GOAL 1 => Write out the passage of the serialization text between "6.1. CSSUnparsedValue Serialization" and "serializations in order.", inclusive.

TEXT PROVIDED =>
──────────

6.1. CSSUnparsedValue Serialization

CSSUnparsedValue objects are serialized by first serializing each CSSVariableReferenceValue, then concatenating the contained DOMStrings and CSSVariableReferenceValue serializations in order.

CSSVariableReferenceValue objects are serialized by the following process:

  1. the fallback CSSUnparsedValue is serialized

  2. if the fallback serialization is the empty string, then the CSSVariableReferenceValue serializes as "var(" + variable + ")"

  3. otherwise, the CSSVariableReferenceValue serializes as "var(" + variable + "," + fallback serialization + ")"

6.2. CSSKeywordValue Serialization

CSSKeywordValue objects are serialized to their contained value attribute.

6.3. CSSUnitValue Serialization

If their unit is "number", CSSUnitValue objects are serialized to the string representation of their value.

Otherwise, if their unit is "percent", CSSUnitValue objects are serialized to the string representation of their value followed by the character U+0025 PERCENTAGE SIGN (%).

Otherwise, CSSUnitValue objects are serialized to the string representation of their value followed by their unit.

──────────

INPUT DATA =>

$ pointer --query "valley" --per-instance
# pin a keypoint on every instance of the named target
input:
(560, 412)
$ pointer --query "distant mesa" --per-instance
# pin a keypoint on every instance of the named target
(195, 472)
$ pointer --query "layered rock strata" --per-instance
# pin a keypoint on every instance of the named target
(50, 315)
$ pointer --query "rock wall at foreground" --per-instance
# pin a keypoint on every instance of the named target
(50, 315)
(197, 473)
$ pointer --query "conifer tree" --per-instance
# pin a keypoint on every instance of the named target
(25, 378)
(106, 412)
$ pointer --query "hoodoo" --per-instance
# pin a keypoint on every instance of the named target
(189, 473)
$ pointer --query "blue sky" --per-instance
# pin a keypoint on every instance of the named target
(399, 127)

──────────

GOAL 2 => Find every line in the records containing the string "pointer", matching case exactly, and copy each line.

TASK RESPONSE 1 =>
6.1. CSSUnparsedValue Serialization

CSSUnparsedValue objects are serialized by first serializing each CSSVariableReferenceValue, then concatenating the contained DOMStrings and CSSVariableReferenceValue serializations in order.

TASK RESPONSE 2 =>
$ pointer --query "valley" --per-instance
$ pointer --query "distant mesa" --per-instance
$ pointer --query "layered rock strata" --per-instance
$ pointer --query "rock wall at foreground" --per-instance
$ pointer --query "conifer tree" --per-instance
$ pointer --query "hoodoo" --per-instance
$ pointer --query "blue sky" --per-instance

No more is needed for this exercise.